Problem to solve –
In the text on presidential candidates and their tax returns, what effective tax rate did Newt Gingrich pay?

Document text –
---*---

Presidential Candidates and Their Tax Returns

So, we now have the tax returns for President Obama, Governor Romney, and Speaker Gingrich. Did anybody notice that the S corporation owner is the one with the highest effective tax rate?

Seriously, of the three, Newt Gingrich paid the highest effective tax (32 percent), followed by President Obama at 26 percent and then by Governor Romney at 14 percent. Given that the Wall Street Journal is reporting that S corporations pay no tax at all, that result might come as a surprise to their readers.

On the other hand, readers of the more authoritative S-Corp Washington Wire understand that of the four business structures — S corporations, partnerships, C corporations, and sole proprietorships — the Small Business Administration found that S corporations paid the highest effective tax rate for firms with less than $10 million in revenues.  S corporations paid 27 percent, while C corporations paid just 18 percent.

To be fair, this estimate doesn’t include the second layer of tax paid by C corporation shareholders. Add in the shareholder tax on capital gains and dividends, and the effective rates for C and S corporations are probably about the same. We’ve been pointing that out for two years now.

But wait. Doesn’t this same “second layer of tax” apply to some of Mitt Romney’s income? A cursory look at his return suggests that a good portion of it is investment income that has already been subject to the corporate layer of tax. In that case, his real effective tax rate — including any taxes paid by corporations he owns — should be significantly higher. The same can be said for Warren Buffett.

---*---

Supplied entries –

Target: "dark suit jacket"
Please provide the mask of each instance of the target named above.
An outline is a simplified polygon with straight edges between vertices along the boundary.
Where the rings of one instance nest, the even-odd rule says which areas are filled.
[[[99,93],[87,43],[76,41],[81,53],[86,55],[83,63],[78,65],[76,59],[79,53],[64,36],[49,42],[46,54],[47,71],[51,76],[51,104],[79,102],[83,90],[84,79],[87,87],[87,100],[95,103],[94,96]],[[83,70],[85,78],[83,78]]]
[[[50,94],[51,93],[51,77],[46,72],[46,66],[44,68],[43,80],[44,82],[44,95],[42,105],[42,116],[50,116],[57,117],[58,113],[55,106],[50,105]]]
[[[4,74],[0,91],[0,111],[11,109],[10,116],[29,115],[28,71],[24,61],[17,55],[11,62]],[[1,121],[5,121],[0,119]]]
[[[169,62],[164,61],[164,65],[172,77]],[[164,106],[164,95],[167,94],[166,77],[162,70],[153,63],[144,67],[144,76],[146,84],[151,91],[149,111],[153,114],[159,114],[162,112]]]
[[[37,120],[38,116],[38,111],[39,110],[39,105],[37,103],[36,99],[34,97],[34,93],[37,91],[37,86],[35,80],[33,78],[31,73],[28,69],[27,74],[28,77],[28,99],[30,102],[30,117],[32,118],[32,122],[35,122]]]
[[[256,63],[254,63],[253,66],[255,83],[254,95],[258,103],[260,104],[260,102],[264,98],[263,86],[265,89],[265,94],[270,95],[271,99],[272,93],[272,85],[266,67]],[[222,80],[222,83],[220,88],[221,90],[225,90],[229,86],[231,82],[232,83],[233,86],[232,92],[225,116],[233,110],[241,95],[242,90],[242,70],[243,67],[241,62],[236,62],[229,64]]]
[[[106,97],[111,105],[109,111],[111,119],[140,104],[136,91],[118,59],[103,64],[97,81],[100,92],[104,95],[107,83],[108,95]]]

---*---

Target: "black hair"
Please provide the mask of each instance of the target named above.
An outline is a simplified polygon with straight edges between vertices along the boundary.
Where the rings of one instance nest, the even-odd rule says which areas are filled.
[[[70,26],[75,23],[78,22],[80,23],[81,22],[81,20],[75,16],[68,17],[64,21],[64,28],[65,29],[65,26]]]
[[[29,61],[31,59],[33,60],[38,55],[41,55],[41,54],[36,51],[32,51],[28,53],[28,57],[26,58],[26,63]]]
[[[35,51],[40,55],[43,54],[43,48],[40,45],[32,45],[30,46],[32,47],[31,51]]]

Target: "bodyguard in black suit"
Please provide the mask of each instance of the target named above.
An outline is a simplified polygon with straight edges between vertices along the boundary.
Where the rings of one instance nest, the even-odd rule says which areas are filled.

---*---

Result of the task –
32 percent